Above all, the power
that should belong to the people is being crushed by international treaty.
Contracts such as Nafta, Ceta the proposed TransPacific Partnership and Trade
in Services Agreement and the failed Transatlantic Trade and Investment Partnership are
crafted behind closed doors in discussions dominated by corporate lobbyists. And those lobbyists are able to
slip in clauses no informed electorate would ever approve of, such as the
establishment of opaque offshore tribunals, through which corporations can bypass
national courts, challenge national laws and demand compensation for the
results of democratic decisions.

Records from a data collection:
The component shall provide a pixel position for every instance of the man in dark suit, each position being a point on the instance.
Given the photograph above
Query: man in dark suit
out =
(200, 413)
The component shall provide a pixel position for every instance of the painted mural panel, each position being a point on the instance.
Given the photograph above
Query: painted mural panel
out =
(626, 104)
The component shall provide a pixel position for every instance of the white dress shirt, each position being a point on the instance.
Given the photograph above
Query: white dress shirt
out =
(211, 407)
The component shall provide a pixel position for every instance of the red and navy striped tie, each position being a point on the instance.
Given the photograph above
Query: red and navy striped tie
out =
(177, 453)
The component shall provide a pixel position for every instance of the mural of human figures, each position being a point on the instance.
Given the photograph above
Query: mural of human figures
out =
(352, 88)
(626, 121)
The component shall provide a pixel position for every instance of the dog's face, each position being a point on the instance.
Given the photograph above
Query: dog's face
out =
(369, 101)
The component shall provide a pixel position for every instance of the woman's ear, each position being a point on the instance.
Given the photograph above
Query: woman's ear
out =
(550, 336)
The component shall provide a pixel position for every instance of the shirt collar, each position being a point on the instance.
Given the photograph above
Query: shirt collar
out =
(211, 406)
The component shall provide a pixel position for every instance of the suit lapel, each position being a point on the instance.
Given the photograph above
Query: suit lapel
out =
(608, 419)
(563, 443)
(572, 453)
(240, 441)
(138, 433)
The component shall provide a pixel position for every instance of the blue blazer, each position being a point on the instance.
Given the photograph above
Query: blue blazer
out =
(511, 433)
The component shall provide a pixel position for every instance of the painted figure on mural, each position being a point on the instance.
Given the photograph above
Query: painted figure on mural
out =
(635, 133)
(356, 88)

* * *

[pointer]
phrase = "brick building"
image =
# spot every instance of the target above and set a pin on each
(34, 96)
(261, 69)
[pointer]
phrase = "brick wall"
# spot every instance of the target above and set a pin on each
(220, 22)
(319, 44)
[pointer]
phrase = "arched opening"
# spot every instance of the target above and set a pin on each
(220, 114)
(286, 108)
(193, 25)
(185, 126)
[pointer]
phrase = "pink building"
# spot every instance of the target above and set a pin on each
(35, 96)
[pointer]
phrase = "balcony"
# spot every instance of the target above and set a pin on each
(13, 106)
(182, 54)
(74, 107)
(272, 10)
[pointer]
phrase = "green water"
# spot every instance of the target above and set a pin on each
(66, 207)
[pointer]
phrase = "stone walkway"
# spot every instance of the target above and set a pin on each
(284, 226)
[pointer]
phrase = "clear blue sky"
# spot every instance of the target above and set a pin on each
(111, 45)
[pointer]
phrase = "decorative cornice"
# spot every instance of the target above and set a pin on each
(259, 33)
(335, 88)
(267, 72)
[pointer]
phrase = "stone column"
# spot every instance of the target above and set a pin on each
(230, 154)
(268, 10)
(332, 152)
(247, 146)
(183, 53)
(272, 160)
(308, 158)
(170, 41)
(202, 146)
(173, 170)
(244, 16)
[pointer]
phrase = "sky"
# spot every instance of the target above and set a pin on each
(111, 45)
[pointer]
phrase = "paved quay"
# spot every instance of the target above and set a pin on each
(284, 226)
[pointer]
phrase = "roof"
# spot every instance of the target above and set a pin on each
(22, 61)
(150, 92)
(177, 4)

• Tasks:
- 1) According to the passage on international trade treaties, who dominates the discussions in which these contracts are crafted?
- 2) Output the part of the passage on international trade treaties from "Above all, the" up to and including "of democratic decisions.", unchanged.

• Solutions by task:
- 1) Corporate lobbyists dominate the discussions.

- 2)
Above all, the power
that should belong to the people is being crushed by international treaty.
Contracts such as Nafta, Ceta the proposed TransPacific Partnership and Trade
in Services Agreement and the failed Transatlantic Trade and Investment Partnership are
crafted behind closed doors in discussions dominated by corporate lobbyists. And those lobbyists are able to
slip in clauses no informed electorate would ever approve of, such as the
establishment of opaque offshore tribunals, through which corporations can bypass
national courts, challenge national laws and demand compensation for the
results of democratic decisions.